Lay out the records from the line containing "Please tag the olive" down to the line containing "column 338, row 348", both included, as a Markdown table with the columns Number and Record line. Leave out blank lines.
----- RECORD LIST
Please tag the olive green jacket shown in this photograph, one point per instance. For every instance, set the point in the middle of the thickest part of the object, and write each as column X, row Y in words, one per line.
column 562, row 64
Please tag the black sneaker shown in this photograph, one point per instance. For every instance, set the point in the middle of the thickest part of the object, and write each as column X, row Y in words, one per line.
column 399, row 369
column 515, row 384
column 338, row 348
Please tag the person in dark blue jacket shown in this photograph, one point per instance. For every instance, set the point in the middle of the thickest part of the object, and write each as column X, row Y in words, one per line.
----------
----- RECORD LIST
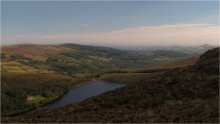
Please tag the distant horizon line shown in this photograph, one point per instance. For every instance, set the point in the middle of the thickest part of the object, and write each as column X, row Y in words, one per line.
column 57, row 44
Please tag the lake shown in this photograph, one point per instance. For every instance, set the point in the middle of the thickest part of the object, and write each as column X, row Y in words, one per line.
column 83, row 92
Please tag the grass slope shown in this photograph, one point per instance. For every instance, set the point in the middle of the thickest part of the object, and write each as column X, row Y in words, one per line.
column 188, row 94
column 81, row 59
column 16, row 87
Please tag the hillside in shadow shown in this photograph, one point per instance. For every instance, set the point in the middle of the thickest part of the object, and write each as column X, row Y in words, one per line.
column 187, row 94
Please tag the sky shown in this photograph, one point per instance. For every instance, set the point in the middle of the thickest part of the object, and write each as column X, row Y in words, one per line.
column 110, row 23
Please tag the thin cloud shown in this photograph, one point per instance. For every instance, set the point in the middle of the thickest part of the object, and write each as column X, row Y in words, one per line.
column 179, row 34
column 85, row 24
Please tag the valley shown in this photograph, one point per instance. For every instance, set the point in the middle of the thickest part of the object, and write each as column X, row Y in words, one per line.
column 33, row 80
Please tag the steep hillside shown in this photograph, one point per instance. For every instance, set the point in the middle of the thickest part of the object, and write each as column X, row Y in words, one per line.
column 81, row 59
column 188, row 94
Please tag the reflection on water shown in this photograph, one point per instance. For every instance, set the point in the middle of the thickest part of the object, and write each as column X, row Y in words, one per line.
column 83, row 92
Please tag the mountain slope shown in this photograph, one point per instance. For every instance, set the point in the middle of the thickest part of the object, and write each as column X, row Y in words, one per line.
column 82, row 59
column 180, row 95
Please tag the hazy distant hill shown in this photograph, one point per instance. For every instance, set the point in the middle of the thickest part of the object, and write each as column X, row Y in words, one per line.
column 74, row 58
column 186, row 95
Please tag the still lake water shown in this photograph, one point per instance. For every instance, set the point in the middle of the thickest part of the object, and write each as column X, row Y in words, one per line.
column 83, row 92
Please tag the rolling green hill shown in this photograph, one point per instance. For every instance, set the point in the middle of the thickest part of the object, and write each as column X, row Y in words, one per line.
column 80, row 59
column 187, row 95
----------
*THE ANSWER*:
| Number | Record line |
|---|---|
| 1 | Please tag the olive green jacket shown in this photograph, one point per instance. For every instance, set the point in the middle of the thickest part of the object, and write each as column X, row Y in words, one per line. |
| 2 | column 562, row 64 |
| 3 | Please tag the black sneaker shown in this photograph, one point per instance. For every instance, set the point in the middle of the thickest part of the object, and write each as column X, row Y in words, one per line. |
| 4 | column 399, row 369 |
| 5 | column 515, row 384 |
| 6 | column 338, row 348 |